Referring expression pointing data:
::::

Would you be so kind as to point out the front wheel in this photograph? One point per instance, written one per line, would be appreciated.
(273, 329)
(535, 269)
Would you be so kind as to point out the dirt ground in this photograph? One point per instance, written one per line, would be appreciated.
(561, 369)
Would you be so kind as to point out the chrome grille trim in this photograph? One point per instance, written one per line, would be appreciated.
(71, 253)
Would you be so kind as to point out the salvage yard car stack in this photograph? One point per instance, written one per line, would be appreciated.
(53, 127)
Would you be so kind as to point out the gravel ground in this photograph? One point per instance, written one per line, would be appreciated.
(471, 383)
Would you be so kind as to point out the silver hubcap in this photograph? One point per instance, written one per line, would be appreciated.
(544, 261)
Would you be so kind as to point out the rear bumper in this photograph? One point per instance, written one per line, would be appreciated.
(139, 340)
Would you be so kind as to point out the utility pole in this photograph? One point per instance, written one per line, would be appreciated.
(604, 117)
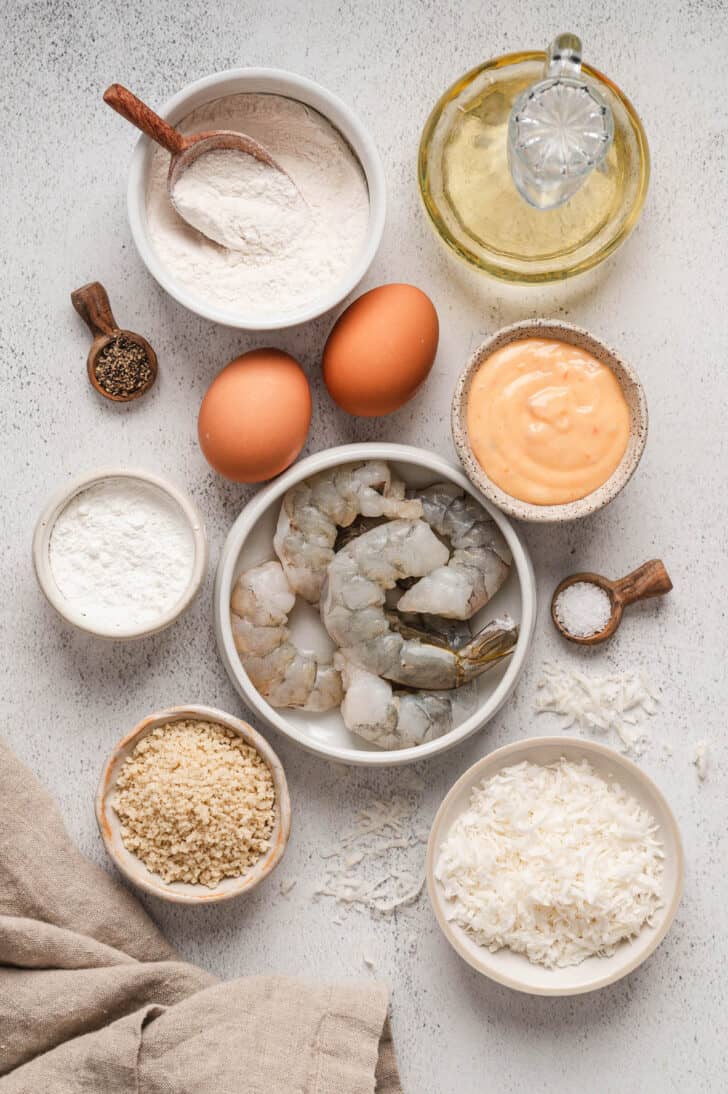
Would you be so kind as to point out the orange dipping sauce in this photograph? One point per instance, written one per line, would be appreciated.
(546, 421)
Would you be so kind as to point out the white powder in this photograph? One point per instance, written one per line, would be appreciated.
(122, 554)
(584, 608)
(243, 205)
(263, 281)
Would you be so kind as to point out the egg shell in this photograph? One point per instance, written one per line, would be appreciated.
(381, 350)
(255, 416)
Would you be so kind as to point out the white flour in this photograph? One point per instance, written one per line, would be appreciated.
(267, 281)
(243, 205)
(122, 554)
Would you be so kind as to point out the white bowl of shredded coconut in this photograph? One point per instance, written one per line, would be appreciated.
(279, 278)
(555, 866)
(193, 805)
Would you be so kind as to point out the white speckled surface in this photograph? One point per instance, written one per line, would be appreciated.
(661, 301)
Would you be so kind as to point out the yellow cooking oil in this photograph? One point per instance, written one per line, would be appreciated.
(483, 198)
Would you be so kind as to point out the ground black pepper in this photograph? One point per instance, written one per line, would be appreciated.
(123, 368)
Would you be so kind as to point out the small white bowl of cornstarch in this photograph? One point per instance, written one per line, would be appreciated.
(193, 806)
(555, 866)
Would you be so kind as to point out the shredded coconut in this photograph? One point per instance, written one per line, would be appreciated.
(584, 608)
(122, 554)
(265, 280)
(377, 863)
(196, 803)
(701, 757)
(553, 862)
(610, 702)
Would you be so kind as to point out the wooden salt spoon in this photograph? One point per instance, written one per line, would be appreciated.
(91, 302)
(648, 580)
(184, 150)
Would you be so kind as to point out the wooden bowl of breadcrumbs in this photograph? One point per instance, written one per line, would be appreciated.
(193, 806)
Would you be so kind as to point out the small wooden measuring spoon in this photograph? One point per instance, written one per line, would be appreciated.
(184, 150)
(91, 302)
(648, 580)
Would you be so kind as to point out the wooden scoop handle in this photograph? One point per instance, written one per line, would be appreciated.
(141, 116)
(648, 580)
(92, 304)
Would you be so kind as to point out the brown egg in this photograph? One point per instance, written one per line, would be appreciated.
(381, 349)
(255, 416)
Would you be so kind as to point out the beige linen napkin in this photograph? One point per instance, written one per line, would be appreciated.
(92, 998)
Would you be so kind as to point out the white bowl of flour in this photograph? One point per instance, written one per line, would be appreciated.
(291, 276)
(119, 554)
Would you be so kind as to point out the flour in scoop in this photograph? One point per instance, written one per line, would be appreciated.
(122, 554)
(242, 204)
(310, 228)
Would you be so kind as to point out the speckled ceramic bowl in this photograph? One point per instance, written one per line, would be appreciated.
(134, 868)
(633, 393)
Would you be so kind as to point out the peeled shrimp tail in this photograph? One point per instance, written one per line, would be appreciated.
(480, 562)
(313, 511)
(354, 612)
(497, 640)
(284, 674)
(374, 711)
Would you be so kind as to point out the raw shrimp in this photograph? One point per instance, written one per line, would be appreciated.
(285, 675)
(480, 562)
(354, 610)
(388, 719)
(313, 510)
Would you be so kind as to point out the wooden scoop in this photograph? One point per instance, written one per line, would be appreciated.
(91, 302)
(184, 150)
(648, 580)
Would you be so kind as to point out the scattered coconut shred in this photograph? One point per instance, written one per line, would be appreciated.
(376, 865)
(196, 803)
(552, 862)
(610, 702)
(701, 759)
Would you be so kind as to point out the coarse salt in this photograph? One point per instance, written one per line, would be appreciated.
(584, 608)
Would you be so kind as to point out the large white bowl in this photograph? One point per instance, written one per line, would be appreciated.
(512, 969)
(272, 81)
(250, 543)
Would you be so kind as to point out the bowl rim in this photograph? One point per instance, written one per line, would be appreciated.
(57, 503)
(518, 751)
(270, 495)
(163, 889)
(490, 267)
(638, 421)
(291, 85)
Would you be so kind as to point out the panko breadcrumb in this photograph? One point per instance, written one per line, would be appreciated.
(195, 803)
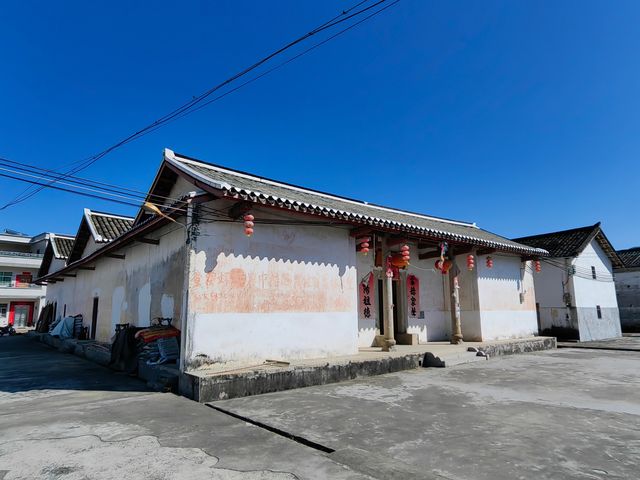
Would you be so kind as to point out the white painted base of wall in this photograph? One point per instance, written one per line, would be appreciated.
(497, 325)
(594, 328)
(367, 332)
(276, 336)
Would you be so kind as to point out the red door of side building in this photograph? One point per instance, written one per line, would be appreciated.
(21, 314)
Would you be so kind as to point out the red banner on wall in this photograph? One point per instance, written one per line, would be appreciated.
(366, 293)
(413, 296)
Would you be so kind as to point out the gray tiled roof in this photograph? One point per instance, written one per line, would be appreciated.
(63, 245)
(108, 227)
(260, 190)
(630, 257)
(570, 243)
(566, 243)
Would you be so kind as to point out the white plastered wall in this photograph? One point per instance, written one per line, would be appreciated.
(590, 293)
(628, 295)
(134, 290)
(507, 299)
(287, 292)
(436, 322)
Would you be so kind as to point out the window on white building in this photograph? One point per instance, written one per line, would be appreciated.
(5, 279)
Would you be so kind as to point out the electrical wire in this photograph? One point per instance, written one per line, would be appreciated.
(187, 108)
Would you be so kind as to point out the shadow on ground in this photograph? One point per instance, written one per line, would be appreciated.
(29, 366)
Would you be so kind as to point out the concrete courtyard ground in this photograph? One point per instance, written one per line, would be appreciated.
(564, 414)
(62, 417)
(570, 413)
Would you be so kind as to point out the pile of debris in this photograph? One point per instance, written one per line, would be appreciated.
(156, 345)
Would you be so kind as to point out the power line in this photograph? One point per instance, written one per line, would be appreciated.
(188, 107)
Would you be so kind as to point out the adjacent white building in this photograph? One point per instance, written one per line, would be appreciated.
(251, 269)
(575, 290)
(20, 259)
(628, 289)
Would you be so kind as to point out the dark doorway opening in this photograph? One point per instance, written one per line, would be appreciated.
(94, 318)
(381, 310)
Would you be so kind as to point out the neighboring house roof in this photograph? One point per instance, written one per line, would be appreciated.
(59, 247)
(630, 257)
(243, 186)
(570, 243)
(102, 227)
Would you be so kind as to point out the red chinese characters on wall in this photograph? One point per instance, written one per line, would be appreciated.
(413, 296)
(366, 297)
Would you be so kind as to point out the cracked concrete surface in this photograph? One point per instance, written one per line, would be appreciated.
(565, 414)
(62, 417)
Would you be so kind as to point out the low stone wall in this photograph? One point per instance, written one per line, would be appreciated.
(89, 349)
(221, 387)
(159, 377)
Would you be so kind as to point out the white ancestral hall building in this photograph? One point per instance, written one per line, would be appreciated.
(302, 284)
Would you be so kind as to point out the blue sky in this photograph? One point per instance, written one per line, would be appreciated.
(520, 116)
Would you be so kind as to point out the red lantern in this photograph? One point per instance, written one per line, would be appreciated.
(489, 262)
(248, 224)
(363, 245)
(446, 266)
(406, 255)
(470, 262)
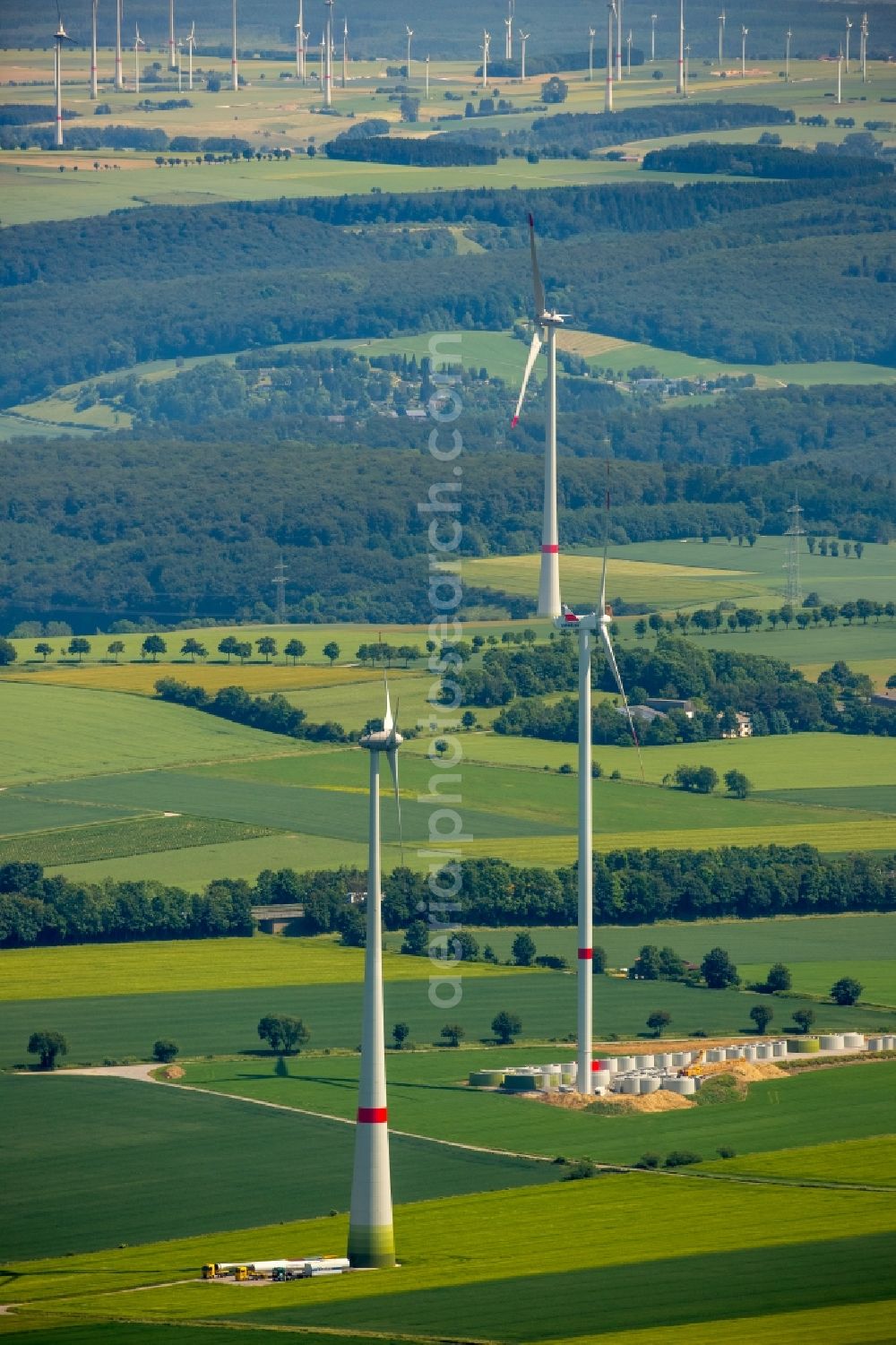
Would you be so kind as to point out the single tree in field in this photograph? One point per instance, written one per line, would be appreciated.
(778, 978)
(283, 1033)
(718, 970)
(80, 646)
(847, 990)
(153, 644)
(506, 1027)
(523, 950)
(737, 784)
(47, 1046)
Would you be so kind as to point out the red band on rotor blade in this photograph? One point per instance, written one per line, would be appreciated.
(372, 1116)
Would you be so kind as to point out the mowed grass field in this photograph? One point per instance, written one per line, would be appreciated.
(647, 1254)
(123, 1161)
(223, 1022)
(428, 1095)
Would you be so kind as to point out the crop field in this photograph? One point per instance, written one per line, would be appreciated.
(214, 1022)
(817, 1108)
(868, 1161)
(83, 732)
(617, 1246)
(185, 1157)
(144, 969)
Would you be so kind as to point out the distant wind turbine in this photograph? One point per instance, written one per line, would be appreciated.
(137, 45)
(94, 89)
(372, 1240)
(59, 38)
(611, 24)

::::

TO DO - Only the lines from the one containing "Would you be so kind as to point out the single" through the last line of the records belong in the answer, each written out exactly.

SOLUTION BELOW -
Would you be so kind as to point out the single tree in field in this photograph? One point per instance, written one per line, would be appreciated.
(778, 978)
(283, 1033)
(718, 970)
(80, 646)
(847, 990)
(153, 644)
(506, 1027)
(523, 950)
(737, 784)
(47, 1046)
Would you be so kind as to point out the red band on rotor blade in this photograph? One point per instance, written one per line, would be appreciated.
(372, 1116)
Would you be so kind as to point out the mowed grass field in this photograph? One point per instance, written one per line, would be appreciated.
(647, 1254)
(123, 1161)
(223, 1022)
(428, 1095)
Would you be so kind as to point out the crop field in this photograph? One point per instance, written one per line, would be appreciated.
(214, 1022)
(817, 1108)
(868, 1161)
(83, 732)
(617, 1246)
(185, 1157)
(144, 969)
Would you be so kind as to point out the distant wind turbine in this photograph? One point per instance, written one per line, would be appreciated.
(137, 45)
(94, 89)
(372, 1240)
(59, 38)
(611, 24)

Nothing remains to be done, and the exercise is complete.